- [EXCERPTED TEXT]
Start of Block
Airfield information
- Elevation: 62 metres (203 ft) AMSL
Runways
| Direction | Length and surface |
| 04/22 | 1,280 metres (4,199 ft) Concrete |
| 17/35 | 1,006 metres (3,301 ft) Concrete |
| 11/29 | 1,190 metres (3,904 ft) Concrete |

= RAF Calveley =

Former RAF base in Cheshire, England

Royal Air Force Calveley or more simply RAF Calveley is a former Royal Air Force station near Nantwich, Cheshire.

==History==
In December 1940, it was decided to build an airfield near the village of Wardle, Cheshire, north-west of Nantwich, as one of a number of airfields intended to boost the fighter defence of Merseyside. The airfield was built by Peter Lind Ltd in 1941–1942, and had three concrete runways of between 1100 yd and 1400 yd.

By the time the airfield was complete, the need for fighter defences for the North-West of England had declined, so it was decided to use it for training, with the station opening as a Relief Landing Ground for No. 5 Service Flying Training School (5 SFTS) based at RAF Ternhill in Shropshire on 14 March 1942. 5 SFTS was renamed No. 5 (Pilot) Advanced Flying Unit ((P)AFU) on 13 April 1942, continuing operations both from Ternhill and its satellites, including Calveley, which was the only one of Ternhill's satellites to have hard runways. In May 1943 RAF Calveley became the main base for No. 17 (P)AFU, equipped with 174 Miles Master trainers, which moved from RAF Watton in Norfolk. To accommodate the unit's large number of aircraft, RAF Wrexham served as a satellite airfield.
End of Block
- [EXERCISE A] According to the passage on RAF Calveley, which firm built the airfield?
- [EXERCISE B] Carry on the passage on RAF Calveley after its final sentence.
The entries that follow the passage on RAF Calveley are separate material.

- [RECORDS SHOWN]
Start of Block
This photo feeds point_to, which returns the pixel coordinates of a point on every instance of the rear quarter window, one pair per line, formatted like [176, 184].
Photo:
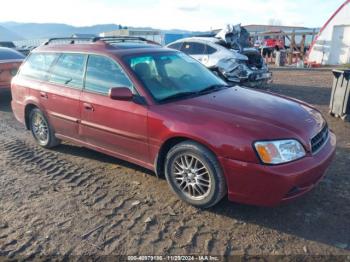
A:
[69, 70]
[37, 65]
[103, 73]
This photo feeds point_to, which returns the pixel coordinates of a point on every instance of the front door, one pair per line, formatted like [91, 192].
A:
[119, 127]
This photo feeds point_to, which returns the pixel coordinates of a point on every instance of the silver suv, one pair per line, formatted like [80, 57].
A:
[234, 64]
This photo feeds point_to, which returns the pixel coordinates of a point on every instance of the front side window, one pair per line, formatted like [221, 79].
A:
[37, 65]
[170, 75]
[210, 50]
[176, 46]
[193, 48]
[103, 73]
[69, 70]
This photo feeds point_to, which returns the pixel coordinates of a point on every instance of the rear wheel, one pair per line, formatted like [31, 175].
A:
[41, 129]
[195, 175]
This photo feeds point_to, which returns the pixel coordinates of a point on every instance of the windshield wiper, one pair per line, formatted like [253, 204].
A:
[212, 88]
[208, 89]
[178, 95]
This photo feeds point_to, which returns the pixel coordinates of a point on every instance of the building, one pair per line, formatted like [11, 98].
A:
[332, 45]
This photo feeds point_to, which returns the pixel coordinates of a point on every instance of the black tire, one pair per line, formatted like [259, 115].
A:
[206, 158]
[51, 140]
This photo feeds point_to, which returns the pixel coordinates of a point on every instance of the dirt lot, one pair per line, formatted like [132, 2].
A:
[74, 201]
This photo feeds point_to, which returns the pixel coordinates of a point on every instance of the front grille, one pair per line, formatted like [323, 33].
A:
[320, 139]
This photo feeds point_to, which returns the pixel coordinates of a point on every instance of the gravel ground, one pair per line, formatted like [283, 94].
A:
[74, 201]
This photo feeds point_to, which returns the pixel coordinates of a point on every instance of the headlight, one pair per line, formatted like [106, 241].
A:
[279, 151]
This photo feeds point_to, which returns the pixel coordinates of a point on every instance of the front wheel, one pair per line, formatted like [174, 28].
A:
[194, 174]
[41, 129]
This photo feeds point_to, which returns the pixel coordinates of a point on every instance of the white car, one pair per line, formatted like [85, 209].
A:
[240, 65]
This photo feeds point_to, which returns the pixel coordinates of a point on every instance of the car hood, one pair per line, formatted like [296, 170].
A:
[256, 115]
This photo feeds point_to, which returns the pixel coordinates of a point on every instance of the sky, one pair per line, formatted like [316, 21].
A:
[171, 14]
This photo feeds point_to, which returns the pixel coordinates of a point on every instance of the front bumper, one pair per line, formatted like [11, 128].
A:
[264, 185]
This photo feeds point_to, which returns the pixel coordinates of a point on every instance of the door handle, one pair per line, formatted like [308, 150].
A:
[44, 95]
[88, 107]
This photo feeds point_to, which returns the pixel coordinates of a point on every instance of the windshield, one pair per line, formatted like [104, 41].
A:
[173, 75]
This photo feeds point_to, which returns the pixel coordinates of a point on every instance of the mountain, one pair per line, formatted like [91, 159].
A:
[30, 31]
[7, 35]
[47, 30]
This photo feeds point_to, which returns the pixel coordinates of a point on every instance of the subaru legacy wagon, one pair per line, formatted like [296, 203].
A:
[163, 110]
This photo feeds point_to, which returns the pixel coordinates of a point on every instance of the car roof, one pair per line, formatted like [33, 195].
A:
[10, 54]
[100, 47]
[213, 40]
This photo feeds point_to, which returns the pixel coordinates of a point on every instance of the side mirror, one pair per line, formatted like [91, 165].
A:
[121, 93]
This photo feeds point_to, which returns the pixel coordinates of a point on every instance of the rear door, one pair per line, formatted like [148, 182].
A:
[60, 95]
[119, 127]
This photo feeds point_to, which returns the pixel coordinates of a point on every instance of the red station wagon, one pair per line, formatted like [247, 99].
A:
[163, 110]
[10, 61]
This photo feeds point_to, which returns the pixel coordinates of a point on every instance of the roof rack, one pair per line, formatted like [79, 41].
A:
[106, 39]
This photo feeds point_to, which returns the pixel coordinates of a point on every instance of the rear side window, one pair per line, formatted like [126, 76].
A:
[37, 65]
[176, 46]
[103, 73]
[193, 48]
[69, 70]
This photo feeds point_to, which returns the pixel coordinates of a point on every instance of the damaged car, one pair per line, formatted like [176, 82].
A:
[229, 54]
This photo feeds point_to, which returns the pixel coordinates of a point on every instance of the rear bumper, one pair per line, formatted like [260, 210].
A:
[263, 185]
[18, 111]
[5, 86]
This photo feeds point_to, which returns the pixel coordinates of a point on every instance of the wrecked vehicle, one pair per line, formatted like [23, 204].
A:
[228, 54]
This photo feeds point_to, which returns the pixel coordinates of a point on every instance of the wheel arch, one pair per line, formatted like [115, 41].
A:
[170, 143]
End of Block
- [TASK ANSWER A] Peter Lind Ltd.

- [TASK ANSWER B]
17 (P)AFU disbanded on 1 February 1944, as part of a shuffle of training units which saw No. 11 (P)AFU, equipped with 132 Airspeed Oxfords, move from RAF Shawbury, freeing the well equipped Shawbury for the Vickers Wellingtons of the Central Navigation School to move from RAF Cranage.

==Posted units and aircraft==
- From 13 Mar 1942 until May 1943 No. 5 (Pilot) Advanced Flying Unit used the airfield as a Relief Landing Ground from their main airfield at RAF Ternhill flying Miles Masters.
- No. 11 (Pilot) Advanced Flying Unit from May 1943 using RAF Wrexham as a satellite.
- From May 1943 until 1 Feb 1944 No. 17 (Pilot) AFU moved from RAF Watton and RAF Bodney using RAF Wrexham as a satellite flying the Airspeed Oxford and Avro Anson then using Harvards Hawker Hurricanes and Miles Masters
- 21 Jun 1945 until Oct 1945 – No. 5 Aircrew Holding Unit.
- 22 Oct 1945 until May 1946 – No. 22 Service Flying Training School flying Harvards moved to RAF Ouston.

==Current use==

The airfield is now farmland and part of an industrial estate.